═══ Input rows ═══

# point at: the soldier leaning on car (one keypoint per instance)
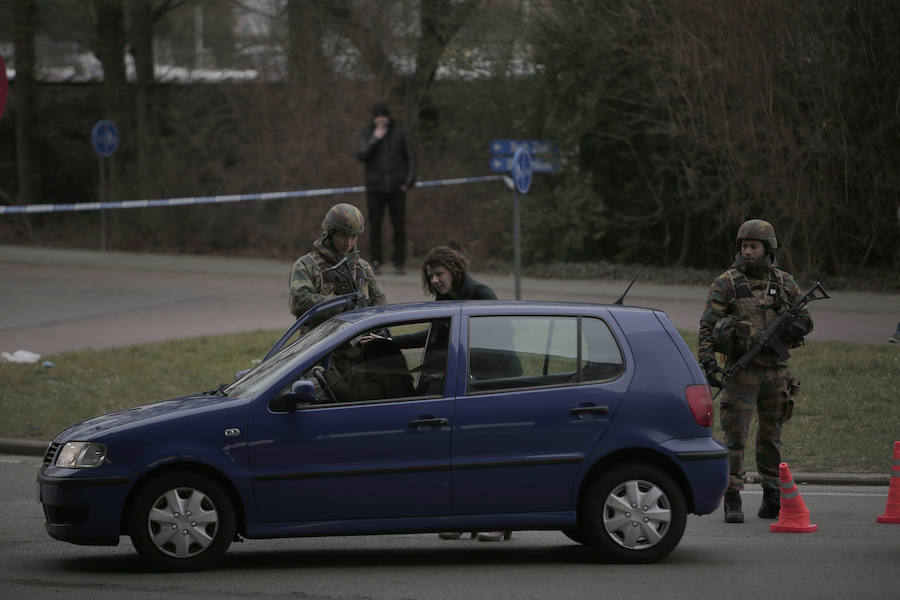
(334, 267)
(742, 302)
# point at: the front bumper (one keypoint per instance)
(83, 510)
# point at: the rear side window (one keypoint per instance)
(515, 352)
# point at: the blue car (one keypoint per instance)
(594, 420)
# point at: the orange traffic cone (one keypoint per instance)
(794, 516)
(892, 510)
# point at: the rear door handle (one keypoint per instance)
(428, 421)
(590, 410)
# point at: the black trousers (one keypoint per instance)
(395, 202)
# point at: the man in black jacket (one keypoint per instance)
(390, 170)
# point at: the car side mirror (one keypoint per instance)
(303, 391)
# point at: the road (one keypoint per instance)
(57, 300)
(850, 556)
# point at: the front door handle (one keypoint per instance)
(428, 421)
(590, 410)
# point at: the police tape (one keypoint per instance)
(188, 201)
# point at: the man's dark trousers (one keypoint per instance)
(396, 205)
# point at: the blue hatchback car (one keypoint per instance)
(594, 420)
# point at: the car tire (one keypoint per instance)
(181, 521)
(634, 513)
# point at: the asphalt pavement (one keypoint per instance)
(57, 300)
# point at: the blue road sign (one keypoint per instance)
(533, 146)
(503, 164)
(522, 170)
(105, 138)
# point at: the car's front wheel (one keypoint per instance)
(181, 521)
(634, 513)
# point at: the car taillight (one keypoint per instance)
(700, 400)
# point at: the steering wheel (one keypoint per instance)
(319, 374)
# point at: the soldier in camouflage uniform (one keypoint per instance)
(742, 302)
(334, 267)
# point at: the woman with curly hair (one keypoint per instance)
(444, 276)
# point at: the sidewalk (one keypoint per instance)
(35, 448)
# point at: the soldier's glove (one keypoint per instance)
(798, 329)
(711, 370)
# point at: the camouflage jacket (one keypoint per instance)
(323, 274)
(752, 301)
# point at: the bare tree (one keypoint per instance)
(27, 159)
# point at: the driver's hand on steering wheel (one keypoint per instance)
(371, 337)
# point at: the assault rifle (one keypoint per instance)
(773, 337)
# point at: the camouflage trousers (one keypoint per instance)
(766, 389)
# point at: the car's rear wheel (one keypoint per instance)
(634, 513)
(180, 521)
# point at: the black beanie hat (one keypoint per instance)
(380, 109)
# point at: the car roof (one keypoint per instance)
(523, 307)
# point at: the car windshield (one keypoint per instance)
(267, 373)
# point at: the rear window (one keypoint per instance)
(514, 352)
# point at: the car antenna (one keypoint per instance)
(636, 275)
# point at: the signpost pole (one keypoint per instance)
(521, 173)
(102, 201)
(105, 139)
(517, 244)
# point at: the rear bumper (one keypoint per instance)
(704, 462)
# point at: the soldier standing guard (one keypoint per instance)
(334, 267)
(742, 302)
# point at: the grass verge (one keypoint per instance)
(846, 419)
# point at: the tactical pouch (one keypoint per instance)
(793, 391)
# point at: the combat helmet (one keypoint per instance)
(344, 217)
(757, 229)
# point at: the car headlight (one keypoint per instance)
(81, 455)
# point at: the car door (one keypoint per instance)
(521, 434)
(370, 459)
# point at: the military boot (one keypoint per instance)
(733, 512)
(771, 505)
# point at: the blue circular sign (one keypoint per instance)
(105, 138)
(522, 170)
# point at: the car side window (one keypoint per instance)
(402, 360)
(601, 357)
(518, 352)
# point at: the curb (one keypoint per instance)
(23, 447)
(36, 448)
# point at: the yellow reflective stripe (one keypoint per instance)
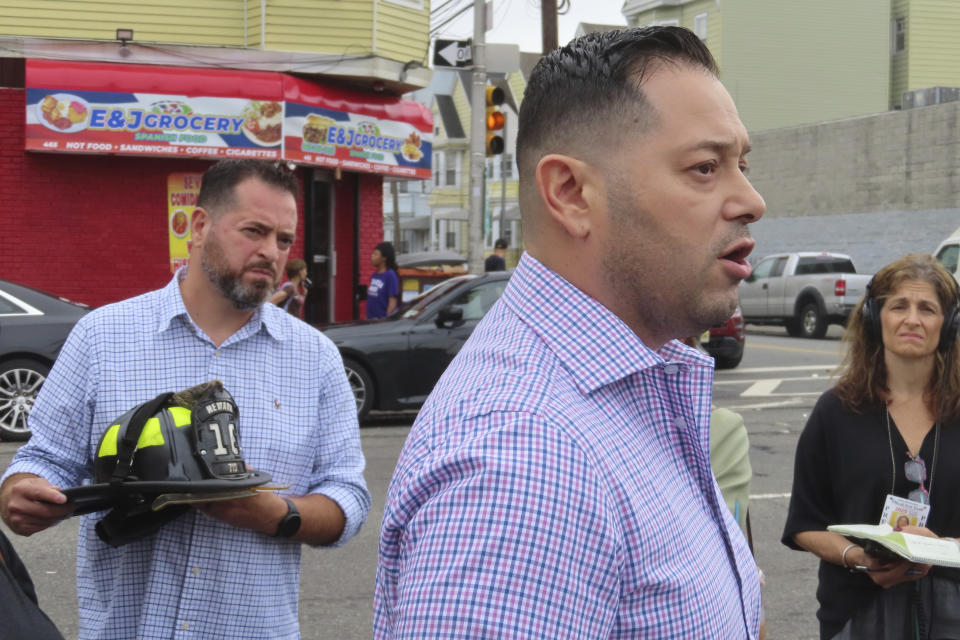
(151, 436)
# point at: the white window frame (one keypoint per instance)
(700, 22)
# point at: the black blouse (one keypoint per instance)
(842, 475)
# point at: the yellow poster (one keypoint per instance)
(182, 191)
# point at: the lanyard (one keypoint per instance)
(893, 462)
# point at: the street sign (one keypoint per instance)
(452, 54)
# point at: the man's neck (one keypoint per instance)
(209, 309)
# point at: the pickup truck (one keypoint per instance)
(804, 292)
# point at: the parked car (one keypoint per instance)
(726, 341)
(33, 327)
(804, 292)
(948, 254)
(394, 363)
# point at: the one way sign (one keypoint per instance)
(453, 54)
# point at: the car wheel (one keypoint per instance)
(793, 327)
(812, 322)
(362, 386)
(20, 381)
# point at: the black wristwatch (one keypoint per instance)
(290, 523)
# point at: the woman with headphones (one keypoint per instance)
(880, 444)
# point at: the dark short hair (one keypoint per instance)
(590, 89)
(220, 180)
(387, 251)
(293, 267)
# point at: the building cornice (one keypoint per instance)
(366, 71)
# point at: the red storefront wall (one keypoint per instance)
(93, 228)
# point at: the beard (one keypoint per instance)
(657, 276)
(244, 297)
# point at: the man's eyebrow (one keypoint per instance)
(723, 146)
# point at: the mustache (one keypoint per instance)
(263, 265)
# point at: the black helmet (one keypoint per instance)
(177, 448)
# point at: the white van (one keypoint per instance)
(948, 254)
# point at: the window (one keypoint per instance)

═══

Format every line of the records above as a JSON list of strings, one string per line. Omit blank lines and the pictures.

**Answer for the task**:
[
  "# point at: the soldier leaning on car (one keypoint per instance)",
  "(334, 267)",
  "(742, 302)",
  "# point at: the front bumper (one keypoint per instance)",
  "(83, 510)",
  "# point at: the rear side window (one keypoint per instance)",
  "(515, 352)",
  "# point at: the blue car (one keypoint per instance)",
  "(594, 420)",
  "# point at: the orange traffic cone (one keypoint per instance)",
  "(794, 516)",
  "(892, 510)",
  "# point at: the rear door handle (one keypoint per instance)",
  "(428, 421)",
  "(590, 410)",
  "# point at: the black trousers (one keypoint per instance)",
  "(395, 202)",
  "# point at: the man in black jacket (one keypoint per instance)",
  "(390, 170)",
  "# point at: the car side mirror (one keypoint per instance)",
  "(303, 391)",
  "# point at: the road (one keypoint per instance)",
  "(57, 300)",
  "(850, 556)",
  "# point at: the front door handle (one keypoint per instance)",
  "(428, 421)",
  "(590, 410)",
  "# point at: the police tape (one keypoint per instance)",
  "(188, 201)",
  "# point at: the man's dark trousers (one keypoint per instance)",
  "(396, 205)",
  "# point at: the blue hatchback car (one keypoint per instance)",
  "(594, 420)",
  "# point at: the car tire (one keypoint per instance)",
  "(181, 521)",
  "(634, 513)",
  "# point at: the asphalt pavement (one keypoint per instance)",
  "(57, 300)",
  "# point at: the blue road sign (one keypoint per instance)",
  "(533, 146)",
  "(503, 164)",
  "(522, 170)",
  "(105, 138)",
  "# point at: the car's front wheel (one keypoint per instance)",
  "(181, 521)",
  "(634, 513)",
  "# point at: the car taillight (one keypoint per instance)",
  "(700, 400)",
  "# point at: the steering wheel (one keypoint per instance)",
  "(319, 374)",
  "# point at: the soldier in camouflage uniform (one keypoint per instance)",
  "(742, 302)",
  "(334, 267)",
  "# point at: the woman with curly hair (one keypoint per instance)",
  "(444, 276)",
  "# point at: the sidewalk (one keypoint per instance)",
  "(35, 448)",
  "# point at: the soldier's glove (one keypoint per instance)",
  "(798, 329)",
  "(711, 370)",
  "# point at: the camouflage jacket (one keypoint per instance)",
  "(323, 274)",
  "(752, 301)",
  "# point at: the bare tree (one keypoint per instance)",
  "(27, 159)",
  "# point at: the driver's hand on steering wheel (one keypoint per instance)",
  "(371, 337)",
  "# point at: the assault rifle (one keypoint per instance)",
  "(773, 337)",
  "# point at: the camouflage trousers (one keypoint per instance)",
  "(766, 389)",
  "# point at: the car's rear wheel (one keypoint per instance)",
  "(634, 513)",
  "(180, 521)",
  "# point at: the black beanie hat (one keypoint per instance)",
  "(380, 109)",
  "# point at: the car roof (one keypoint per instance)",
  "(523, 307)",
  "# point at: the car windshield (one keypoint per instance)",
  "(267, 373)",
  "# point at: the rear window (one keypoint per instance)",
  "(514, 352)",
  "# point at: the car antenna (one keypoint per instance)",
  "(636, 275)",
  "# point at: the signpost pole (one keypoint per instance)",
  "(521, 173)",
  "(102, 201)",
  "(105, 139)",
  "(517, 244)",
  "# point at: the rear bumper (one keypoint per instance)",
  "(704, 462)",
  "# point at: the soldier standing guard (one keypoint per instance)",
  "(334, 267)",
  "(742, 302)",
  "# point at: the grass verge (one keypoint per instance)",
  "(846, 419)",
  "# point at: the tactical pouch (one keypoint per instance)",
  "(793, 391)",
  "# point at: the combat helmet (one keypoint per instance)",
  "(344, 217)",
  "(757, 229)",
  "# point at: the car headlight (one keypoint per instance)",
  "(81, 455)",
  "# point at: the car door (one keypoint per instance)",
  "(521, 434)",
  "(370, 459)",
  "# point at: the military boot (one keypoint per instance)",
  "(733, 512)",
  "(771, 505)",
  "# point at: the blue circular sign (one keypoint per instance)",
  "(105, 138)",
  "(522, 170)",
  "# point at: the car side window (one keypoint per instance)",
  "(402, 360)",
  "(601, 357)",
  "(518, 352)",
  "# point at: the curb (one keypoint per instance)",
  "(23, 447)",
  "(36, 448)",
  "# point at: the yellow reflective stripe (one keypoint per instance)",
  "(151, 436)",
  "# point at: the white window frame (one keypoint per instance)",
  "(700, 22)",
  "# point at: the black blouse (one keypoint per instance)",
  "(842, 475)",
  "# point at: the yellow poster (one keypoint per instance)",
  "(182, 191)",
  "# point at: the lanyard (one keypoint per instance)",
  "(893, 462)",
  "# point at: the street sign (one keypoint per instance)",
  "(452, 54)",
  "# point at: the man's neck (one keypoint per instance)",
  "(209, 309)",
  "# point at: the pickup truck (one keypoint per instance)",
  "(804, 292)",
  "# point at: the parked car (one keypoint per instance)",
  "(726, 341)",
  "(33, 327)",
  "(804, 292)",
  "(948, 254)",
  "(394, 363)",
  "# point at: the one way sign (one keypoint per instance)",
  "(453, 54)",
  "# point at: the car wheel (one keypoint per instance)",
  "(793, 327)",
  "(812, 322)",
  "(362, 386)",
  "(20, 381)",
  "# point at: the black wristwatch (one keypoint per instance)",
  "(290, 523)",
  "# point at: the woman with headphones (one keypoint per instance)",
  "(880, 444)",
  "# point at: the dark short hair (one keypoint per instance)",
  "(590, 89)",
  "(220, 180)",
  "(387, 251)",
  "(293, 267)",
  "# point at: the building cornice (one keypoint per instance)",
  "(366, 71)",
  "# point at: the red storefront wall (one keypoint per instance)",
  "(93, 228)",
  "# point at: the beard (one keypoint per instance)",
  "(657, 276)",
  "(244, 297)",
  "# point at: the man's eyebrow (one keypoint per instance)",
  "(723, 146)",
  "# point at: the mustache (one keypoint per instance)",
  "(263, 265)",
  "# point at: the black helmet (one keypoint per instance)",
  "(177, 448)",
  "# point at: the white van (one keypoint per instance)",
  "(948, 254)",
  "# point at: the window (one keypoint per instance)"
]